··· INPUT RECORDS ···

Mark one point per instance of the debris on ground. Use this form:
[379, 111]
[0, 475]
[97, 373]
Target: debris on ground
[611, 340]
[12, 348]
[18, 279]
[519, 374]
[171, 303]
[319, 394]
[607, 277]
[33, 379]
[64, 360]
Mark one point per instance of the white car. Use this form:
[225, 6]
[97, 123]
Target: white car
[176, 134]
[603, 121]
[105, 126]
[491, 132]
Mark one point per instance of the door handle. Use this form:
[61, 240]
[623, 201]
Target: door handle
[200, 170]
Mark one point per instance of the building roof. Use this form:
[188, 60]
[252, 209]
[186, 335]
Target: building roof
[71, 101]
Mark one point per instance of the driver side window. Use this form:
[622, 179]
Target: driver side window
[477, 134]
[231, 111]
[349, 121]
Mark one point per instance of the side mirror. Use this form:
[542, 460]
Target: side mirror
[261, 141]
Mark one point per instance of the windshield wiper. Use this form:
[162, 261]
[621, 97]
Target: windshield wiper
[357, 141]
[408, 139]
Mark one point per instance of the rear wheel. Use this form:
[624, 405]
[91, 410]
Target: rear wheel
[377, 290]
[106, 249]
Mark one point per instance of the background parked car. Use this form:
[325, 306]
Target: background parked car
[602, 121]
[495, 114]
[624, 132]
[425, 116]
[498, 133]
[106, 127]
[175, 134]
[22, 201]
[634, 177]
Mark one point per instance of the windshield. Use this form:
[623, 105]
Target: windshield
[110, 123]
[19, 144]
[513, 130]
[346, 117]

···

**SET TASK**
Render the listing above as a Markdown table with the columns n and Line, giving each nonblank line its own row, numbered in order.

**REPLY**
| n | Line |
|---|---|
| 1 | Mark one point per instance of the debris on ground. Use this form: |
| 2 | [379, 111] |
| 3 | [0, 475] |
| 4 | [97, 373] |
| 5 | Target: debris on ground |
| 6 | [611, 340] |
| 7 | [12, 348] |
| 8 | [18, 279] |
| 9 | [519, 374] |
| 10 | [171, 303] |
| 11 | [319, 394] |
| 12 | [607, 277] |
| 13 | [33, 379] |
| 14 | [64, 360] |
| 15 | Mark one point per instance of the white car. Use this form: |
| 16 | [225, 6] |
| 17 | [97, 123] |
| 18 | Target: white car |
| 19 | [176, 134] |
| 20 | [603, 121] |
| 21 | [105, 126] |
| 22 | [491, 132] |
| 23 | Mark one point per instance of the door handle. Use this form: |
| 24 | [61, 240] |
| 25 | [623, 201] |
| 26 | Target: door handle |
| 27 | [200, 170] |
| 28 | Mark one point per instance of the building roof. Use this form: |
| 29 | [188, 60] |
| 30 | [252, 209] |
| 31 | [186, 335] |
| 32 | Target: building roof |
| 33 | [71, 101] |
| 34 | Mark one point per instance of the driver side window. Use this form: |
| 35 | [622, 179] |
| 36 | Target: driver side window |
| 37 | [477, 134] |
| 38 | [231, 111] |
| 39 | [349, 121] |
| 40 | Mark one point per instance of the side mirror. Use this form: |
| 41 | [542, 460] |
| 42 | Target: side mirror |
| 43 | [261, 141] |
| 44 | Mark one point per instance of the windshield wiper. Use this form: |
| 45 | [162, 261] |
| 46 | [621, 97] |
| 47 | Target: windshield wiper |
| 48 | [357, 141] |
| 49 | [408, 139] |
| 50 | Mark one point per instance of the rear wheel. Use this form: |
| 51 | [624, 405] |
| 52 | [91, 410] |
| 53 | Target: rear wheel |
| 54 | [377, 290] |
| 55 | [106, 249] |
| 56 | Mark one point per instance of the background parked car. Use this form: |
| 57 | [325, 306] |
| 58 | Target: background parked car |
| 59 | [602, 121] |
| 60 | [495, 114] |
| 61 | [624, 132] |
| 62 | [425, 116] |
| 63 | [498, 133] |
| 64 | [106, 127] |
| 65 | [175, 134] |
| 66 | [22, 201] |
| 67 | [634, 177] |
| 68 | Mark one point per instance of the windshield. Use this form: |
| 69 | [623, 105] |
| 70 | Target: windshield |
| 71 | [110, 123] |
| 72 | [19, 144] |
| 73 | [513, 130] |
| 74 | [346, 117] |